▶ Task instructions
Word for word, repeat the lines of the records from the one containing "the metal rod" through the last line, both included.

+++ Records shown +++

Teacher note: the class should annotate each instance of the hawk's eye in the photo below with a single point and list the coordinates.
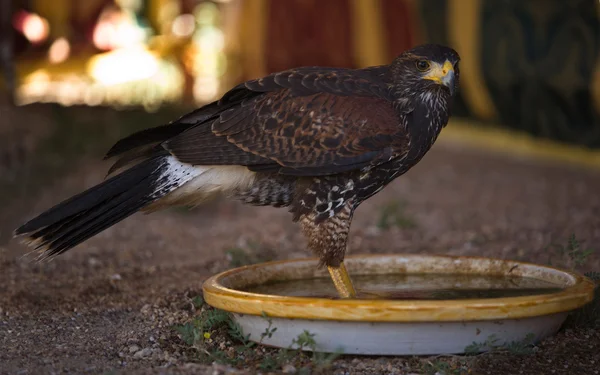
(423, 65)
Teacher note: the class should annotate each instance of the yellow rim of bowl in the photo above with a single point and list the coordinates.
(570, 298)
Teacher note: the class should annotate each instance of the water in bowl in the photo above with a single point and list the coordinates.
(415, 286)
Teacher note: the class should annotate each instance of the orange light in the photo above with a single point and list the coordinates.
(59, 51)
(34, 27)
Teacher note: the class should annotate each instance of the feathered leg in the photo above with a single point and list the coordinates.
(327, 238)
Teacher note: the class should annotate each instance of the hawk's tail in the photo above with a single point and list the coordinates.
(76, 219)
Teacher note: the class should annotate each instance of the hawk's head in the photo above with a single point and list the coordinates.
(426, 68)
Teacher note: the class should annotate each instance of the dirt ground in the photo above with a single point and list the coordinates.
(109, 305)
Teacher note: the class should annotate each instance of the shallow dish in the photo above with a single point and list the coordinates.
(413, 304)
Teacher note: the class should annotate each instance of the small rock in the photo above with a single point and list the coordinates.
(143, 353)
(288, 369)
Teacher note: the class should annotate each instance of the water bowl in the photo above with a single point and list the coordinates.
(415, 304)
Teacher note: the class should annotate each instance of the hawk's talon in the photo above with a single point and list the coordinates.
(341, 280)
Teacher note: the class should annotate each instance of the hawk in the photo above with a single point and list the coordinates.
(317, 140)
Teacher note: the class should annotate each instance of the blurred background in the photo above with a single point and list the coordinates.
(77, 75)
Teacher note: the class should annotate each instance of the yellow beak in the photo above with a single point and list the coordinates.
(442, 74)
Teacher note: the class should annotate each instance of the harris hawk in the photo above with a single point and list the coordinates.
(317, 140)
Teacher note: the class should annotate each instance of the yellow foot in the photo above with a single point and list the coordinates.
(341, 280)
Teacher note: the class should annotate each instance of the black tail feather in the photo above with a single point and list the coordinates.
(75, 220)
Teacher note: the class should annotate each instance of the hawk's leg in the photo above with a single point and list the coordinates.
(327, 238)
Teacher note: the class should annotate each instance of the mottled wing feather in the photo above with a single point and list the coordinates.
(309, 121)
(311, 135)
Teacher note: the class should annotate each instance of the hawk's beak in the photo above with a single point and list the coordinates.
(443, 74)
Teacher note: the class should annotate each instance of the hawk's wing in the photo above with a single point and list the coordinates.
(310, 121)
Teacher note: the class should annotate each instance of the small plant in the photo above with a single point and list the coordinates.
(198, 301)
(199, 329)
(269, 331)
(320, 360)
(393, 215)
(574, 251)
(521, 347)
(440, 367)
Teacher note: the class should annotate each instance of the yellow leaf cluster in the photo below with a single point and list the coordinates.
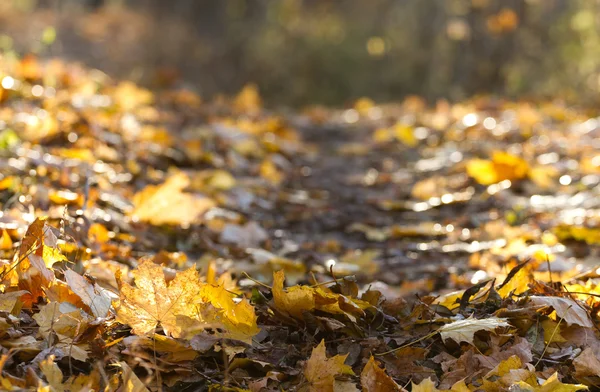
(374, 379)
(180, 305)
(321, 372)
(169, 204)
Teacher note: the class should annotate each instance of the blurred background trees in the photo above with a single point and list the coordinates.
(325, 51)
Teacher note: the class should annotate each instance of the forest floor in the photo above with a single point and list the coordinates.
(156, 241)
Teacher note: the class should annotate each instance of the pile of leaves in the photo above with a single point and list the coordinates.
(153, 241)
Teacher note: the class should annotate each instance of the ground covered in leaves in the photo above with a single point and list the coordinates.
(155, 241)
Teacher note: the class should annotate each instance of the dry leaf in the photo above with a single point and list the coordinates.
(94, 296)
(183, 307)
(551, 385)
(131, 382)
(320, 371)
(374, 379)
(464, 330)
(567, 309)
(587, 364)
(153, 301)
(293, 301)
(503, 166)
(168, 204)
(53, 374)
(238, 318)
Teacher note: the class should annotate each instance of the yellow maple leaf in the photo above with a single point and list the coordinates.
(169, 204)
(53, 374)
(502, 166)
(248, 99)
(551, 385)
(424, 386)
(295, 300)
(320, 371)
(154, 302)
(374, 379)
(405, 134)
(181, 306)
(239, 318)
(518, 284)
(37, 253)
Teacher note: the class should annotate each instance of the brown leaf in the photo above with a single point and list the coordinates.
(374, 379)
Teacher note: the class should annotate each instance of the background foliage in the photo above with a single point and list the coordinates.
(330, 51)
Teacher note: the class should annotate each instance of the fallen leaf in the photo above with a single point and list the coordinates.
(502, 166)
(464, 330)
(93, 296)
(153, 301)
(320, 371)
(295, 300)
(374, 379)
(131, 382)
(566, 308)
(587, 364)
(167, 204)
(53, 374)
(550, 385)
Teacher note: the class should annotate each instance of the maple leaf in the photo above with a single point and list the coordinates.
(168, 204)
(464, 330)
(183, 306)
(238, 318)
(53, 374)
(37, 252)
(295, 300)
(428, 385)
(587, 364)
(298, 299)
(567, 309)
(503, 166)
(153, 301)
(550, 385)
(131, 382)
(320, 371)
(374, 379)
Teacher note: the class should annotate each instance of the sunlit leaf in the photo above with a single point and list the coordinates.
(321, 372)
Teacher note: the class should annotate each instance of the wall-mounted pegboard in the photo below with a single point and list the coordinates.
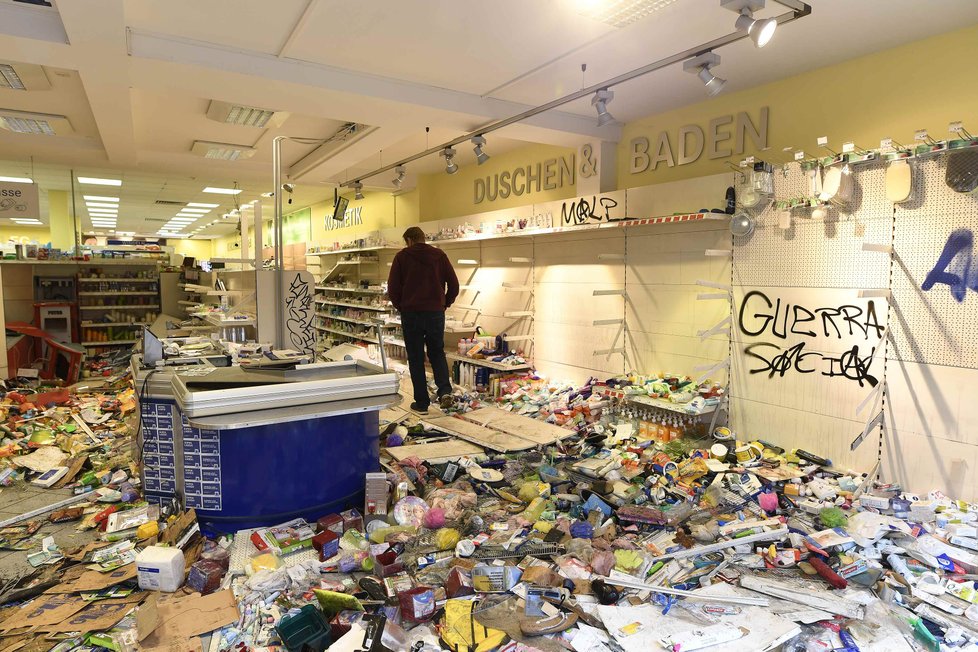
(814, 252)
(933, 326)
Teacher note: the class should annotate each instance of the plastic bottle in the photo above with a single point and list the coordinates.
(129, 493)
(533, 511)
(353, 540)
(662, 433)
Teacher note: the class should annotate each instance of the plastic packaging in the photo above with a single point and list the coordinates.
(160, 569)
(354, 540)
(306, 630)
(217, 554)
(264, 561)
(417, 604)
(205, 576)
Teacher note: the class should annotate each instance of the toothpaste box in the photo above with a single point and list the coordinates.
(875, 502)
(962, 530)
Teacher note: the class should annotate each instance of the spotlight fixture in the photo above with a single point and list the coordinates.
(450, 166)
(600, 104)
(399, 179)
(741, 224)
(760, 30)
(700, 66)
(480, 156)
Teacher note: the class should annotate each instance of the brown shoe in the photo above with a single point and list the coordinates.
(551, 625)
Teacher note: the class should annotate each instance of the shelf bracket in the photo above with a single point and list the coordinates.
(715, 286)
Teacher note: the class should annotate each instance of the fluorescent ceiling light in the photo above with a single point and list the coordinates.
(100, 182)
(248, 116)
(620, 13)
(222, 151)
(10, 79)
(42, 124)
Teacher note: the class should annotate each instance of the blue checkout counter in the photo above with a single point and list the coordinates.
(249, 448)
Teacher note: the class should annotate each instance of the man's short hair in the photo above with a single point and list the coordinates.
(414, 234)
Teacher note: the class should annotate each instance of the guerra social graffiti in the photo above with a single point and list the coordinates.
(782, 320)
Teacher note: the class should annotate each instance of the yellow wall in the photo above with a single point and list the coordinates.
(889, 94)
(377, 212)
(199, 249)
(451, 195)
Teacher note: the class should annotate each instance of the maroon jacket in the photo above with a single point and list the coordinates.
(419, 278)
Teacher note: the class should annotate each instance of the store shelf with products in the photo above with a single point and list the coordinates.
(114, 306)
(346, 334)
(361, 306)
(153, 306)
(352, 290)
(352, 250)
(488, 363)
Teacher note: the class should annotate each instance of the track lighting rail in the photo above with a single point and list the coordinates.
(798, 9)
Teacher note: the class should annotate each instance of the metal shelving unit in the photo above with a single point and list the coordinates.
(132, 293)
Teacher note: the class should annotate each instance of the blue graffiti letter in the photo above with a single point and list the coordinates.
(959, 241)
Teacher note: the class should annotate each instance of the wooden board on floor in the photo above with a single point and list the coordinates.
(485, 437)
(438, 452)
(524, 427)
(392, 415)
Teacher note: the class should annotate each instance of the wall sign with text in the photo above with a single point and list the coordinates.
(527, 179)
(724, 136)
(352, 217)
(19, 200)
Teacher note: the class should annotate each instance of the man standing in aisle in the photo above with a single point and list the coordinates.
(421, 285)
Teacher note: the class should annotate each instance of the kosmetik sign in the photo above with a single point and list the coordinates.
(19, 200)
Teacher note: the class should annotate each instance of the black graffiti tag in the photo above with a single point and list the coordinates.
(582, 211)
(760, 316)
(298, 307)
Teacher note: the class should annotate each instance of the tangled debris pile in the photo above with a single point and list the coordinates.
(630, 530)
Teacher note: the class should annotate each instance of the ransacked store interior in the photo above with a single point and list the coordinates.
(572, 325)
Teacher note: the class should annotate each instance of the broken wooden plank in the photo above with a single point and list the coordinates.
(485, 437)
(818, 599)
(437, 452)
(536, 431)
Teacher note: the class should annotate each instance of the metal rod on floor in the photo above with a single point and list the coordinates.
(44, 510)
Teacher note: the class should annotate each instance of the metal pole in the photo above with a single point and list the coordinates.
(277, 234)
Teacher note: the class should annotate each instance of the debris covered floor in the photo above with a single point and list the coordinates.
(547, 518)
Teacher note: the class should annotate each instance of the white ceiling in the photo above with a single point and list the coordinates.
(135, 78)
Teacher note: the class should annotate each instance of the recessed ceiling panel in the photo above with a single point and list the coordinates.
(255, 25)
(468, 46)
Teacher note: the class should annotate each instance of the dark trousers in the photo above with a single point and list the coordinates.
(423, 329)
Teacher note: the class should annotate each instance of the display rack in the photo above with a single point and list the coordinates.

+++

▶ Correct result
Teacher note: the class should annotate each instance of the metal rod on floor in the photo above with a single point and list the coordinates.
(44, 510)
Teacher note: the class should annotate each instance of the metal pole in the photo above with a single point and list the coordinates.
(277, 234)
Teacher note: the class should annotate each instance of the debris covered floor in the photo above with a single point and list the coordinates.
(547, 518)
Teacher note: the class should annotate each instance of the white ceiling in the photo above with a single point and list the coordinates.
(135, 78)
Teacher note: the class should annotate each instance of the recessed ceiling panel in the photo above with a single point and list the coordinates.
(255, 25)
(468, 46)
Teacher note: the class should annotate each instance of the dark trousers in the photo above with a single point and list the coordinates.
(423, 329)
Teacher note: the class should annotate each instance of the display rack in the photo above with a single point and list the coordinates.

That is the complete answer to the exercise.